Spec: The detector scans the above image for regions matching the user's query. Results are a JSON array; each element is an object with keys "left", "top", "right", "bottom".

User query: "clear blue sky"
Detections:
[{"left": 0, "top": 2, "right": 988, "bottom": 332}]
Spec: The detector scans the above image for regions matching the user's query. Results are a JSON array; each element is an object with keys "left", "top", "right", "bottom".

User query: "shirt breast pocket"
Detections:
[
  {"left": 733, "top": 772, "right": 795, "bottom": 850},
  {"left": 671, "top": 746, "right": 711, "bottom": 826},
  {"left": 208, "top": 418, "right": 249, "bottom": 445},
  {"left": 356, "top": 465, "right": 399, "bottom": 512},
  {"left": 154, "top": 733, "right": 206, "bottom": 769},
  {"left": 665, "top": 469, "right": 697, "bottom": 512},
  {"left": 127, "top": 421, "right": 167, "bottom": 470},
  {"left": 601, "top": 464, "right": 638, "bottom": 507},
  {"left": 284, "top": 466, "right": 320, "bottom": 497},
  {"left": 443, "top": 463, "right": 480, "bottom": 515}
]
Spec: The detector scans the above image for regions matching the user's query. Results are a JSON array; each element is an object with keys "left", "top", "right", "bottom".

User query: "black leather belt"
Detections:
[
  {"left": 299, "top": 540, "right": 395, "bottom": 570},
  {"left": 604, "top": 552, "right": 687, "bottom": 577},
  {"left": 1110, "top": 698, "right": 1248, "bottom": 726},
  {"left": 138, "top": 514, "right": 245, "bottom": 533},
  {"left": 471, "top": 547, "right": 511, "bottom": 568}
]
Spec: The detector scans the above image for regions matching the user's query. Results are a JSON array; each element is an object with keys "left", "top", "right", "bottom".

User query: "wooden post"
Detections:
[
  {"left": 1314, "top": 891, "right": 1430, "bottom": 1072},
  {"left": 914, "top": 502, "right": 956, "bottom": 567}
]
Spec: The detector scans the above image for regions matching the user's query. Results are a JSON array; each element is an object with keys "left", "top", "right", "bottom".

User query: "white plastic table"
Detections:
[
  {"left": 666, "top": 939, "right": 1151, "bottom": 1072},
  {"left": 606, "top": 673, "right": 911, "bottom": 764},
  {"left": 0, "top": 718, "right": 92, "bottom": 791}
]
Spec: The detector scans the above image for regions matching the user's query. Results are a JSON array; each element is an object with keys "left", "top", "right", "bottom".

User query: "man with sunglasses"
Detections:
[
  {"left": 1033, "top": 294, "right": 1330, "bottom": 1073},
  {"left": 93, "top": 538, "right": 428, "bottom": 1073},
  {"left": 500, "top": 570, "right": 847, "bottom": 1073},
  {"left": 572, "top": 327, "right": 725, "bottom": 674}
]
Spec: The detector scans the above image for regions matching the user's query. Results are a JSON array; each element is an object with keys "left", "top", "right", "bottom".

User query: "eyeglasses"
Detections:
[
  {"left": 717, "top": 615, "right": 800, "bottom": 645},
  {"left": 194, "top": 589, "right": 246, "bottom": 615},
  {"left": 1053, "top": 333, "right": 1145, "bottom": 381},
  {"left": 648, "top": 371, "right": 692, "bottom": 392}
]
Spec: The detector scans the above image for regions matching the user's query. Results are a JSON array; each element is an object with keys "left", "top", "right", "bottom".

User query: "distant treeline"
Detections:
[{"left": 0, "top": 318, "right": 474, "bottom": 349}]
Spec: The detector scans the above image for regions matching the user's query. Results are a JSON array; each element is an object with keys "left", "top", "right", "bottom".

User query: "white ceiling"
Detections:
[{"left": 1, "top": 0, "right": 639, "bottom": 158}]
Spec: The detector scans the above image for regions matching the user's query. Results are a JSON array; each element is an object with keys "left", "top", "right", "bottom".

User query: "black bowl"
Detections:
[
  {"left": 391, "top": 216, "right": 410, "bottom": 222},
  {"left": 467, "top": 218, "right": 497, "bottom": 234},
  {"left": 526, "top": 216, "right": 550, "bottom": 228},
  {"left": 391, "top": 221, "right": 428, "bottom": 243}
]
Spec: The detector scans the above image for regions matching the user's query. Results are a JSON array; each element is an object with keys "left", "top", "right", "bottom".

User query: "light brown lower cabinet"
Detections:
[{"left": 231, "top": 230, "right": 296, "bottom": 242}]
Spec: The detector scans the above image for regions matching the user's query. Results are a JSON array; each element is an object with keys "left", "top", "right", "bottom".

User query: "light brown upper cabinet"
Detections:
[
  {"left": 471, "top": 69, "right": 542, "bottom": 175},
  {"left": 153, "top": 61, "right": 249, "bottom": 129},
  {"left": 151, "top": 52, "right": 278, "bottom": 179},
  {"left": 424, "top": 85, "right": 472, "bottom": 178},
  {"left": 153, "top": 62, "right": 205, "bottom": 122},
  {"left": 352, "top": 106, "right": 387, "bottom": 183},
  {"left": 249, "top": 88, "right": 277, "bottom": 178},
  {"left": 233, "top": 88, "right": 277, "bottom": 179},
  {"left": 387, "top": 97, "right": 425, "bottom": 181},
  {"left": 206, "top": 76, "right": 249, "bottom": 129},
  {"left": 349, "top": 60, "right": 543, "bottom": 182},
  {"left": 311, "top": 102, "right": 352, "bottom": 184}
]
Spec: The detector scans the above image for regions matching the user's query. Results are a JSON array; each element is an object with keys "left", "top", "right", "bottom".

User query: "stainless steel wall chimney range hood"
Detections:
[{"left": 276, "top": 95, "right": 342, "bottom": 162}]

────────────────────────────────────────

» Instructions for the task:
Print each entry above word for word, leaving none out.

» Response to this task:
Spec: The detector scans the above image for regions matching the user's query. Results are a JSON array; each element is an object with keys "left", "top", "right", "bottom".

User query: "clear blue sky"
Detections:
[{"left": 0, "top": 2, "right": 988, "bottom": 332}]
Spec: The detector scans the above image for regions matching the user's query. Results are a JSON array; each element is an object with keys "left", "top", "right", "bottom".

User query: "shirt breast pocket"
Detections:
[
  {"left": 733, "top": 772, "right": 795, "bottom": 850},
  {"left": 671, "top": 746, "right": 711, "bottom": 826},
  {"left": 208, "top": 418, "right": 249, "bottom": 445},
  {"left": 356, "top": 465, "right": 399, "bottom": 512},
  {"left": 154, "top": 733, "right": 206, "bottom": 769},
  {"left": 665, "top": 469, "right": 697, "bottom": 512},
  {"left": 127, "top": 421, "right": 167, "bottom": 470},
  {"left": 601, "top": 464, "right": 638, "bottom": 507},
  {"left": 284, "top": 466, "right": 320, "bottom": 497},
  {"left": 443, "top": 463, "right": 480, "bottom": 515}
]
Spec: The detector scans the above image for regions matching the user's query. Results are a JSON array; each element is an object with keys "left", "top", "right", "bottom".

User query: "black leather belt"
Detections:
[
  {"left": 299, "top": 540, "right": 395, "bottom": 570},
  {"left": 604, "top": 552, "right": 687, "bottom": 577},
  {"left": 1110, "top": 698, "right": 1248, "bottom": 726},
  {"left": 138, "top": 514, "right": 245, "bottom": 533},
  {"left": 471, "top": 547, "right": 511, "bottom": 568}
]
Spec: The detector scans the above image for regions matching the user's query. Results are a JSON array; each element is an object with keys "left", "top", "right", "bottom".

User query: "wooden post"
Detections:
[
  {"left": 1314, "top": 891, "right": 1430, "bottom": 1072},
  {"left": 914, "top": 502, "right": 956, "bottom": 567}
]
Spec: The detector scans the above image for regions matching the user's query. Results are a JSON array; each element is an object with keys "left", "top", "right", "bottom".

User query: "white plastic table"
Detections:
[
  {"left": 666, "top": 939, "right": 1151, "bottom": 1072},
  {"left": 606, "top": 673, "right": 911, "bottom": 764},
  {"left": 0, "top": 718, "right": 92, "bottom": 791}
]
Spec: The detector scans the above image for regions matching the user's query. Results are a JSON array; each element is an object with keys "left", "top", "right", "bottom".

User query: "man with sunglasses"
Detections:
[
  {"left": 1033, "top": 294, "right": 1330, "bottom": 1073},
  {"left": 93, "top": 538, "right": 428, "bottom": 1073},
  {"left": 500, "top": 570, "right": 847, "bottom": 1073},
  {"left": 572, "top": 327, "right": 725, "bottom": 674}
]
Spec: The detector scans the above image for regions matching the user's query. Results are a JSON array; each element is an object with keys "left", "top", "right", "bottom".

User query: "eyeglasses"
Detections:
[
  {"left": 717, "top": 615, "right": 800, "bottom": 645},
  {"left": 194, "top": 589, "right": 246, "bottom": 615},
  {"left": 1053, "top": 333, "right": 1145, "bottom": 381},
  {"left": 648, "top": 371, "right": 692, "bottom": 392}
]
Spec: The detector scans the above image for regions matching the user's query. Results are a JSON array; each element is an object with keys "left", "top", "right", "bottom".

User query: "distant treeline"
Detections:
[{"left": 0, "top": 318, "right": 474, "bottom": 349}]
Spec: The detector scans the above image for regions matching the user's query. Results are a JSON array; each element is an object with keys "left", "top", "right", "bottom".

User query: "white ceiling"
Detections:
[{"left": 1, "top": 0, "right": 639, "bottom": 158}]
Spec: The detector scans the above image for regions matching the user's query. Results are a JSON array; each element is an object with keys "left", "top", "right", "bottom".

User query: "black bowl"
Detections:
[
  {"left": 391, "top": 216, "right": 410, "bottom": 222},
  {"left": 467, "top": 218, "right": 497, "bottom": 234},
  {"left": 526, "top": 216, "right": 550, "bottom": 228},
  {"left": 391, "top": 221, "right": 428, "bottom": 243}
]
Spec: The detector scans the above image for regions matching the user's query. Results are a JSON array; each element is an object with keys "left", "top", "right", "bottom".

User query: "light brown lower cabinet"
Detections:
[{"left": 231, "top": 230, "right": 296, "bottom": 242}]
Spec: The detector scans the above image for regions matching the user's query. Results are a JSON array; each element is an object with keys "left", "top", "right", "bottom".

User query: "light brown upper cabinet"
Detections:
[
  {"left": 471, "top": 69, "right": 542, "bottom": 175},
  {"left": 153, "top": 61, "right": 249, "bottom": 129},
  {"left": 151, "top": 52, "right": 278, "bottom": 179},
  {"left": 424, "top": 85, "right": 472, "bottom": 178},
  {"left": 153, "top": 62, "right": 205, "bottom": 122},
  {"left": 352, "top": 106, "right": 387, "bottom": 183},
  {"left": 249, "top": 88, "right": 277, "bottom": 178},
  {"left": 233, "top": 88, "right": 277, "bottom": 179},
  {"left": 387, "top": 97, "right": 425, "bottom": 181},
  {"left": 206, "top": 76, "right": 249, "bottom": 129},
  {"left": 349, "top": 60, "right": 543, "bottom": 182},
  {"left": 311, "top": 102, "right": 352, "bottom": 184}
]
Spec: The detector scans the above image for regions matching the user's query. Results are a JSON array; each element is an object with keys "left", "top", "right", "bottom".

User query: "stainless steel wall chimney range hood"
Detections:
[{"left": 276, "top": 95, "right": 342, "bottom": 162}]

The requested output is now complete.